Text excerpt:
We will study the cork cambium function. The cork cambium is the main tissue that is responsible for the formation of wood. The girth of the stem increases due to increased activity of the vascular cambium. As the girth keeps increasing the outer cortical layers starts rupturing. So, cork cambium produces new layers that replace the damaged or ruptured layers. 

Cork cambium is also called phellogen. The cork cambium has another name that is stellar cambium. Phellogen is thick and has two layers. The outer one forms the cork and the inner one forms the secondary cortex. The cells of cork are compactly arranged and in the beginning, they have thin cellulose cell walls. When they mature the living part is replaced by the non-living part which is the formation of wood material. The cell walls of the cork become thick by the deposition of suberin. This chemical makes the cork or wood material impervious to water by getting deposited in the cell walls. 

The phelloderm is the secondary cortex. It is called so because it develops at the time of secondary growth. It is made up of thin-walled parenchymatous cells. They have cellulose cell walls and are living in nature. The periderm is the collective name given to phellogen, phellem and phelloderm. They are the protective layers of the cell. They grow when the epidermis layer is ruptured and also when the outer cortical layers are ruptured. When secondary growth in the vascular cambium takes place, then only the secondary growth of the cork cambium happens. As the growth of cork cambium is continuous, the layers peripheral to phellogen are damaged and they need continuous replacement.

Activity:
The cork cambium text gives a collective name, periderm. List the tissues it says are grouped under that name.

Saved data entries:
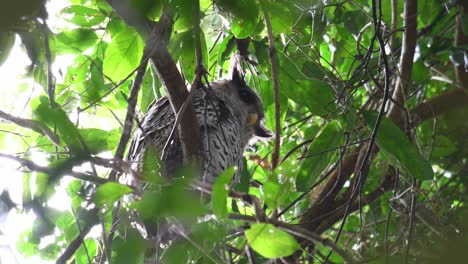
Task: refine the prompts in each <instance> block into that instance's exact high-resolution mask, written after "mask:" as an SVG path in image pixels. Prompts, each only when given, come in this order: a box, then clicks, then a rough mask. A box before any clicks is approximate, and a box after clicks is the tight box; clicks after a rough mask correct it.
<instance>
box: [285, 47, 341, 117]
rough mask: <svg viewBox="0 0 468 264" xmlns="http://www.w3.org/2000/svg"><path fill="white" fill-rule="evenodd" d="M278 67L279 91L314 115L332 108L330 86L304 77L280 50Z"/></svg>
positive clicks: (296, 66) (332, 97)
mask: <svg viewBox="0 0 468 264" xmlns="http://www.w3.org/2000/svg"><path fill="white" fill-rule="evenodd" d="M277 54H278V63H279V68H280V74H279V75H280V76H279V78H280V85H281V87H280V92H281V93H282V94H284V95H285V96H287V97H288V98H289V99H291V100H293V101H295V102H296V103H298V104H300V105H302V106H305V107H307V108H308V109H309V110H310V112H312V113H313V114H316V115H320V116H322V115H325V114H327V113H328V111H329V110H331V109H333V108H332V107H333V105H334V99H335V96H334V92H333V89H332V87H331V86H330V85H329V84H328V83H326V82H323V81H321V80H318V79H312V78H310V79H309V78H308V77H306V76H305V75H304V74H303V73H302V72H301V71H300V70H299V69H298V68H297V66H296V65H295V63H294V62H293V61H292V60H291V59H290V58H289V57H287V56H286V55H285V54H284V53H282V52H279V51H278V52H277Z"/></svg>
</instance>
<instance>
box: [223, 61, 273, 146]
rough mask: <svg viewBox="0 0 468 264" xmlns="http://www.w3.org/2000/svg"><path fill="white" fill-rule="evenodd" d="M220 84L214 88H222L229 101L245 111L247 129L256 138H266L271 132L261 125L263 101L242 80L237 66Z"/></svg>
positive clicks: (261, 121)
mask: <svg viewBox="0 0 468 264" xmlns="http://www.w3.org/2000/svg"><path fill="white" fill-rule="evenodd" d="M218 84H221V85H216V87H214V88H215V89H220V90H222V92H223V94H224V95H225V96H229V98H230V99H231V101H233V102H235V103H236V107H238V108H239V109H241V110H242V112H244V113H246V115H245V117H244V118H245V119H246V120H245V124H246V127H247V129H248V130H250V131H252V133H253V135H254V136H256V137H258V138H263V139H268V138H271V137H272V136H273V133H272V132H271V131H270V130H269V129H268V128H266V127H265V126H264V125H263V120H264V118H265V112H264V110H263V103H262V100H261V99H260V97H259V96H258V95H257V94H256V93H255V91H254V90H253V89H252V88H250V87H249V86H248V85H247V83H246V82H245V80H244V77H243V76H242V74H241V72H240V71H239V70H238V69H237V67H233V69H231V72H230V74H229V79H228V80H224V81H222V82H221V83H218Z"/></svg>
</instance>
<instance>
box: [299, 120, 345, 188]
mask: <svg viewBox="0 0 468 264" xmlns="http://www.w3.org/2000/svg"><path fill="white" fill-rule="evenodd" d="M340 127H341V126H340V123H339V122H338V121H335V120H332V121H330V122H329V123H328V124H327V125H326V126H325V127H324V128H323V129H322V130H321V131H320V133H319V134H318V135H317V136H316V137H315V139H314V141H313V142H312V143H311V144H310V146H309V150H308V152H307V154H306V156H309V157H305V158H304V161H303V162H302V164H301V167H300V169H299V171H298V173H297V175H296V188H297V190H298V191H303V192H305V191H307V190H309V188H310V186H311V185H312V184H313V183H314V182H315V180H316V179H317V177H318V176H319V175H320V173H322V171H323V170H324V169H325V168H326V167H327V166H328V164H329V162H330V160H331V159H332V157H333V155H334V154H335V153H336V151H337V150H336V149H335V150H334V148H336V147H338V146H339V144H340V142H341V129H340Z"/></svg>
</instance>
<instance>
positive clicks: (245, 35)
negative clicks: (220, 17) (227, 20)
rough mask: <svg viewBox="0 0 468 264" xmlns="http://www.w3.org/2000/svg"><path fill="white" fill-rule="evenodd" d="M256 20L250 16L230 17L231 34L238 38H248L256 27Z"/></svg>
mask: <svg viewBox="0 0 468 264" xmlns="http://www.w3.org/2000/svg"><path fill="white" fill-rule="evenodd" d="M257 24H258V20H257V19H256V18H255V19H252V18H242V17H234V18H233V19H232V24H231V30H232V34H233V35H234V36H236V38H238V39H244V38H248V37H249V36H250V34H252V33H253V32H254V30H255V28H256V27H257Z"/></svg>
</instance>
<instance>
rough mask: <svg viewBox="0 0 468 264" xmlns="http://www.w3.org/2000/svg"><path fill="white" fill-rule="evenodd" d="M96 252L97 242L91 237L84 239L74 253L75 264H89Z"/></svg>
mask: <svg viewBox="0 0 468 264" xmlns="http://www.w3.org/2000/svg"><path fill="white" fill-rule="evenodd" d="M96 253H97V243H96V240H94V239H93V238H88V239H85V241H84V243H82V244H81V246H80V247H79V248H78V250H77V251H76V253H75V263H76V264H89V263H90V261H91V262H92V260H93V259H94V257H95V256H96Z"/></svg>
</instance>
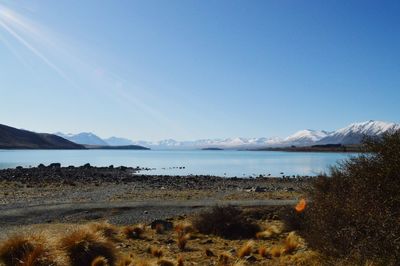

Your response:
Phellogen, phellem and phelloderm.